- _MATERIAL FOR THE TASK_

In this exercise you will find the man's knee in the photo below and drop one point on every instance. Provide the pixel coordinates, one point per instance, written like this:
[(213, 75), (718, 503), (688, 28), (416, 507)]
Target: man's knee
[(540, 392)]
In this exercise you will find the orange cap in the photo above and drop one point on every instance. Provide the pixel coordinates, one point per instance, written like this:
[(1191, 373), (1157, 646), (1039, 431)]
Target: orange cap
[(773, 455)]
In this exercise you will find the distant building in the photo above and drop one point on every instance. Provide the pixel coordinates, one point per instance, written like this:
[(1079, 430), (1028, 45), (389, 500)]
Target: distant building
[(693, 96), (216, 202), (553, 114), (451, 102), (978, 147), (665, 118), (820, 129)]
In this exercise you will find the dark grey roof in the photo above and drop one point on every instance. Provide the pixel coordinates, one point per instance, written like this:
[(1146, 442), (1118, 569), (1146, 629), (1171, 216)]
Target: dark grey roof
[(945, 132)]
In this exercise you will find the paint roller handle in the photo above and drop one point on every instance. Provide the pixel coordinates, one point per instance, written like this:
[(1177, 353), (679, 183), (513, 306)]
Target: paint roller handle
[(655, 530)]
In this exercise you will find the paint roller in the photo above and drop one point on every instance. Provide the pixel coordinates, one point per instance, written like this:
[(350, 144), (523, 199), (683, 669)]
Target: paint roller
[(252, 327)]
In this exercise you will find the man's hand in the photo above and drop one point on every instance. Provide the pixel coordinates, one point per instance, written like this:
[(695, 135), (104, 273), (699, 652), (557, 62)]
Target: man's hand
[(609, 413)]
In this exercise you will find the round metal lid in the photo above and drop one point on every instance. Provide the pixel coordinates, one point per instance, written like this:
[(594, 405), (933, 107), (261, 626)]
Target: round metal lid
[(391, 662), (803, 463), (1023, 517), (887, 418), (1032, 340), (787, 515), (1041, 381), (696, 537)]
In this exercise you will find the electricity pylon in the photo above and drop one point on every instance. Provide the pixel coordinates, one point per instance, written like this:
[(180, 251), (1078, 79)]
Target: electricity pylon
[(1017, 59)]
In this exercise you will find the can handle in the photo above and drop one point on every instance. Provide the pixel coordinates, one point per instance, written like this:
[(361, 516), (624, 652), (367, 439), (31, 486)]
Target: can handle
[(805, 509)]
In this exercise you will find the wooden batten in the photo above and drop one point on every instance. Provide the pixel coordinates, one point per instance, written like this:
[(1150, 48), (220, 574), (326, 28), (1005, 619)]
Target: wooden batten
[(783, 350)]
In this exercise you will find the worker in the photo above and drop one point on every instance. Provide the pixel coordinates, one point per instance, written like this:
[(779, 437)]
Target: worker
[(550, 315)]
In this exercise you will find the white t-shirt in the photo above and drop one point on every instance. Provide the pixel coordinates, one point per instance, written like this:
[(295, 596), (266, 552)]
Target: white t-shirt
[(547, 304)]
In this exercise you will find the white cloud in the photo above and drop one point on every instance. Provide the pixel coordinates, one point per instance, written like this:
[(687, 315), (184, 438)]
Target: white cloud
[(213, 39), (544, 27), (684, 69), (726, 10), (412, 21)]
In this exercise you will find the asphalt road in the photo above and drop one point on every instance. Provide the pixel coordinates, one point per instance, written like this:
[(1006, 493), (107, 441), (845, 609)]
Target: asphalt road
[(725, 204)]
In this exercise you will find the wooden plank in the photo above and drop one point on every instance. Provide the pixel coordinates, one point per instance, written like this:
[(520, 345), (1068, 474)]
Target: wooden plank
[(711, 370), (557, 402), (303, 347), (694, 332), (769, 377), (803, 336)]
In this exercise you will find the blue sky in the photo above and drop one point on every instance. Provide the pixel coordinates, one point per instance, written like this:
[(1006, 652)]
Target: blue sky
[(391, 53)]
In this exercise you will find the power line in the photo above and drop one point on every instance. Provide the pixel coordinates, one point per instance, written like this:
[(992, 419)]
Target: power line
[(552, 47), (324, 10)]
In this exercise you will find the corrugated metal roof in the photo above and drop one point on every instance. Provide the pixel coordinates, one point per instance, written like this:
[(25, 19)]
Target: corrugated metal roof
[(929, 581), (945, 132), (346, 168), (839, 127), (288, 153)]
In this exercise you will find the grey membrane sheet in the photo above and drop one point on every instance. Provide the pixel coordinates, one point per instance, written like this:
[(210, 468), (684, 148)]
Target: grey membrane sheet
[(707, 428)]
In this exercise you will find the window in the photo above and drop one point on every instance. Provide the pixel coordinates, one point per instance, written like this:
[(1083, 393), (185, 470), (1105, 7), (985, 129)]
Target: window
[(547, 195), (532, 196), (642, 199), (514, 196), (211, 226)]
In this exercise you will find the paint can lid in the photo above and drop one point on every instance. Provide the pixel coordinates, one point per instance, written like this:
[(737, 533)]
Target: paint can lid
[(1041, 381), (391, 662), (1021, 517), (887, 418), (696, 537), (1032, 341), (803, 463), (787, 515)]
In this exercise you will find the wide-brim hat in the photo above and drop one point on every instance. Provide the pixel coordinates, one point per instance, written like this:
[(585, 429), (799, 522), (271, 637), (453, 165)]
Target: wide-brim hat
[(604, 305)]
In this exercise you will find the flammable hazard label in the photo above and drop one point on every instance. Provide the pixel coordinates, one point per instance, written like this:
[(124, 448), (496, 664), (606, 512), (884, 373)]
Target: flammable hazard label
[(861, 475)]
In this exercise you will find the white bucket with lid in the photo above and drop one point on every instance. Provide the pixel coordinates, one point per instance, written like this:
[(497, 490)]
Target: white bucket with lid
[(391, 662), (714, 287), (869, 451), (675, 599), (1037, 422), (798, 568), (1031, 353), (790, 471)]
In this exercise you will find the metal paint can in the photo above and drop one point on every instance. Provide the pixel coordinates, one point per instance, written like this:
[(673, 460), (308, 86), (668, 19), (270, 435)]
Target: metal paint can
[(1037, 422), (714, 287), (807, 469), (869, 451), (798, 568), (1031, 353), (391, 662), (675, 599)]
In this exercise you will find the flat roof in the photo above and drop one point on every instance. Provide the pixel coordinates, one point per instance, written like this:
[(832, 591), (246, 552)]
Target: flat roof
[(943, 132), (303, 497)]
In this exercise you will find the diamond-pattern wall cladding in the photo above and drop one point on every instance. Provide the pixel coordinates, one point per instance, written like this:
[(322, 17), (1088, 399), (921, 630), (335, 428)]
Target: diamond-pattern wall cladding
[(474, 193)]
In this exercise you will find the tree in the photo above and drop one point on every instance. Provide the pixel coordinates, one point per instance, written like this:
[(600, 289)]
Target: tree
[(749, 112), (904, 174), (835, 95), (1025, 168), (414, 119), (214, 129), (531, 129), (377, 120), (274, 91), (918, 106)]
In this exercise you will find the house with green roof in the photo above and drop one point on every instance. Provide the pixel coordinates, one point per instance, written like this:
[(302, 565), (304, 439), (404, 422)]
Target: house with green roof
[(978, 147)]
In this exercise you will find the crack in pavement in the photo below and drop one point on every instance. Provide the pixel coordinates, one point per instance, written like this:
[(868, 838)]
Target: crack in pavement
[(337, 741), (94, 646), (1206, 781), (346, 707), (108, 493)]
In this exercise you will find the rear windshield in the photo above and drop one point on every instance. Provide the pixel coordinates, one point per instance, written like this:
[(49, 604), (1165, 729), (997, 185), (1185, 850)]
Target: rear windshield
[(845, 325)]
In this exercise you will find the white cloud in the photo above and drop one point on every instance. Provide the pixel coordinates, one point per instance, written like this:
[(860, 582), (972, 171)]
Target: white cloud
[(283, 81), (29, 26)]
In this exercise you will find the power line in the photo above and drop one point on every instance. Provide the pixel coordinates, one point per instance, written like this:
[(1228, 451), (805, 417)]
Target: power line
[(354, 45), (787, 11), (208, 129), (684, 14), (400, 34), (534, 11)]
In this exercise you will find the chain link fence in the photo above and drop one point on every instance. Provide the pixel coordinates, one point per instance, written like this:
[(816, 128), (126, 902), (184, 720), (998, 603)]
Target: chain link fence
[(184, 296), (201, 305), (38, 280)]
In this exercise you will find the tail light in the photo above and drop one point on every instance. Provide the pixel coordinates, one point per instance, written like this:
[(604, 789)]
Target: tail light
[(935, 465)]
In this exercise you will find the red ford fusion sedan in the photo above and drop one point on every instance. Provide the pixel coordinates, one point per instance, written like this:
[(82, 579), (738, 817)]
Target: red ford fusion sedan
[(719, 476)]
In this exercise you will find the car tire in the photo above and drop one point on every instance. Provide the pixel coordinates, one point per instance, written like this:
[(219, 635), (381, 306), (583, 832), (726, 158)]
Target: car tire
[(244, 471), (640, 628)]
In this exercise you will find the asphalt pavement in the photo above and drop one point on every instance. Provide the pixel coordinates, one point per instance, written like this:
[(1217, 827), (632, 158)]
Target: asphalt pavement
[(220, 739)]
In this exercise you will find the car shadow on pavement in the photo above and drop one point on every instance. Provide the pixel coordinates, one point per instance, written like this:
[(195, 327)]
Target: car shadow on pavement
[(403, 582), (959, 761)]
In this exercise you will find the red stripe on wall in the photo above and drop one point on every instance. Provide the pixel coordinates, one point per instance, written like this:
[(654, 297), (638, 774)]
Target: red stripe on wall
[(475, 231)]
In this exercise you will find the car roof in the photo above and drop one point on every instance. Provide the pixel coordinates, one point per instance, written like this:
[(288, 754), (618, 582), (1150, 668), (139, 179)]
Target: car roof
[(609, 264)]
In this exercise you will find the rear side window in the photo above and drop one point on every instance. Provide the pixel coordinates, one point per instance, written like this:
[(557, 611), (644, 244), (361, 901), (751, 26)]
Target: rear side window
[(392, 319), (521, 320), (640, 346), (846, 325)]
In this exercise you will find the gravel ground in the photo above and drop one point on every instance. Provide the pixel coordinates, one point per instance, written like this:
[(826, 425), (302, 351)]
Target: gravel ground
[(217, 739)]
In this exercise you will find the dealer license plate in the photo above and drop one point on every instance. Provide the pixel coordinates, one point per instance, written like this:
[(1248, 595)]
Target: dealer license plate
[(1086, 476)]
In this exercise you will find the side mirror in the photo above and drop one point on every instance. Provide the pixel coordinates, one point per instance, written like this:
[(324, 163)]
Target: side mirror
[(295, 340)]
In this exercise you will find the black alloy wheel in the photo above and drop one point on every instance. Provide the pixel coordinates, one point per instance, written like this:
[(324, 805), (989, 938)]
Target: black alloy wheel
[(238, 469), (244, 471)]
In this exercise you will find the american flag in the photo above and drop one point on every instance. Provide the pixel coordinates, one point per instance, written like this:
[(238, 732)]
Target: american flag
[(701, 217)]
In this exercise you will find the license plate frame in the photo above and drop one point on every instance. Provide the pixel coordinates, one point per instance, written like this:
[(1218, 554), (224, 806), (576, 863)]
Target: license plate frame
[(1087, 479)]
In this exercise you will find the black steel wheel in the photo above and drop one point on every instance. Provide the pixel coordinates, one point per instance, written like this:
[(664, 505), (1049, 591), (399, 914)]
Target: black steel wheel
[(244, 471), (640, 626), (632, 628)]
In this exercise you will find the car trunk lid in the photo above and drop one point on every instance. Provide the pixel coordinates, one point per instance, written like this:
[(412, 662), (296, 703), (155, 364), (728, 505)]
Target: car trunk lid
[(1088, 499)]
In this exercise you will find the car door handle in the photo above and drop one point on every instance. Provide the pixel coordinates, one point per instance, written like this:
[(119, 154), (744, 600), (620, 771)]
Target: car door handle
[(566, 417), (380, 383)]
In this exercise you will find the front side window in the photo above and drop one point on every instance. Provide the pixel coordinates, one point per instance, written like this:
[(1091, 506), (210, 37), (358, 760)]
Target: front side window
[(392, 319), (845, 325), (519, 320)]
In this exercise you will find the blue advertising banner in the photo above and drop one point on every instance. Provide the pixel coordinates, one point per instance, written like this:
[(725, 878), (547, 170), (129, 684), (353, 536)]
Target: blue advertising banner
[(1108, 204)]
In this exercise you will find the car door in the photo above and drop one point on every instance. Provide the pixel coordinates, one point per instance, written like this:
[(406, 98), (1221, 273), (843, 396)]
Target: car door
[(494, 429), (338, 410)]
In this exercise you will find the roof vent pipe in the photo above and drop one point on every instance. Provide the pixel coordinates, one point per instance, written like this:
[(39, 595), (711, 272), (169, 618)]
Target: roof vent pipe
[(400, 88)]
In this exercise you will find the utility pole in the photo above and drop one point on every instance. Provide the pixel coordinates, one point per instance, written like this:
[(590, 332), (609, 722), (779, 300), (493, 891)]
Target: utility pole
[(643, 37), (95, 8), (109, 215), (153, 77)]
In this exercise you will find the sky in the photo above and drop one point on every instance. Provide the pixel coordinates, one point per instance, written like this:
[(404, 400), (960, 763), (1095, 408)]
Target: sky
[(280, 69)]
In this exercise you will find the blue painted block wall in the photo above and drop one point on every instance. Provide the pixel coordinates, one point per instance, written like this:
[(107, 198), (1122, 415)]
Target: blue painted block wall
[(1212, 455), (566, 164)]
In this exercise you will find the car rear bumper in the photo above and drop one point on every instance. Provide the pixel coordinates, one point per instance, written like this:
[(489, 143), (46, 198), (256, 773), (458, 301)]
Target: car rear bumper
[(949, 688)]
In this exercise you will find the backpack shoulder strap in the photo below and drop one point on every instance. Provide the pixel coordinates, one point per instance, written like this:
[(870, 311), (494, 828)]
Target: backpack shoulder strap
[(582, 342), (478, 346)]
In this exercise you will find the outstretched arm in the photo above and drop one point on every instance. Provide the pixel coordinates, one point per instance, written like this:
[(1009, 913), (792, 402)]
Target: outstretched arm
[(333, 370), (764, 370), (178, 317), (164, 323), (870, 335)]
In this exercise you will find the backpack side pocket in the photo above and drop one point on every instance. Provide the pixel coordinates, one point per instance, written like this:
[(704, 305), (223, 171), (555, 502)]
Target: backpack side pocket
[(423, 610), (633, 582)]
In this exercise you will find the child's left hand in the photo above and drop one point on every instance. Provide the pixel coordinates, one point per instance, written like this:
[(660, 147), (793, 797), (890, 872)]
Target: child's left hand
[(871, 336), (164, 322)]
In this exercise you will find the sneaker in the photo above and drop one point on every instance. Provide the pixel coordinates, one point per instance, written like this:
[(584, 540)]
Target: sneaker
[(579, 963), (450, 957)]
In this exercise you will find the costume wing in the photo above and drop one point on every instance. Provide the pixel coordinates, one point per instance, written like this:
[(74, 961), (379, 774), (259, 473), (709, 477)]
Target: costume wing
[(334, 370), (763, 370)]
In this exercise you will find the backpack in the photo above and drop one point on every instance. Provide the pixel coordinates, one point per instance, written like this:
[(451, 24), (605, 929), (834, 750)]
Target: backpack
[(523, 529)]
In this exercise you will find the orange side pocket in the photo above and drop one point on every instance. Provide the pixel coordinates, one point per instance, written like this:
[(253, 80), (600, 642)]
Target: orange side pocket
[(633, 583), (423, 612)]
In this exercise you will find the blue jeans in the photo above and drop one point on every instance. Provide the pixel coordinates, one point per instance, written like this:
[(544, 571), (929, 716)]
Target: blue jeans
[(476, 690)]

- _GOAL_
Return exactly, and only, the line containing "In this exercise you will find the backpack in" and every line after it through the end of the material.

- _SOLUTION BELOW_
In this exercise you will find the backpack in the photo above and drop one point on every instance. Provide the pixel coordinates, one point per instance, written like this:
[(451, 24), (605, 929), (834, 750)]
Target: backpack
[(523, 529)]
In this exercise you will find the orange side pocket in the photo above and drop one point on every instance. Provide the pixel coordinates, one point per instance, written like this:
[(253, 80), (600, 642)]
Target: orange side pocket
[(633, 583), (423, 612)]
In this exercise you will find the blue jeans in the photo above and drop one point on every instance. Provide the pixel coordinates, one point per instance, written like this:
[(544, 571), (929, 716)]
Target: blue jeans
[(476, 690)]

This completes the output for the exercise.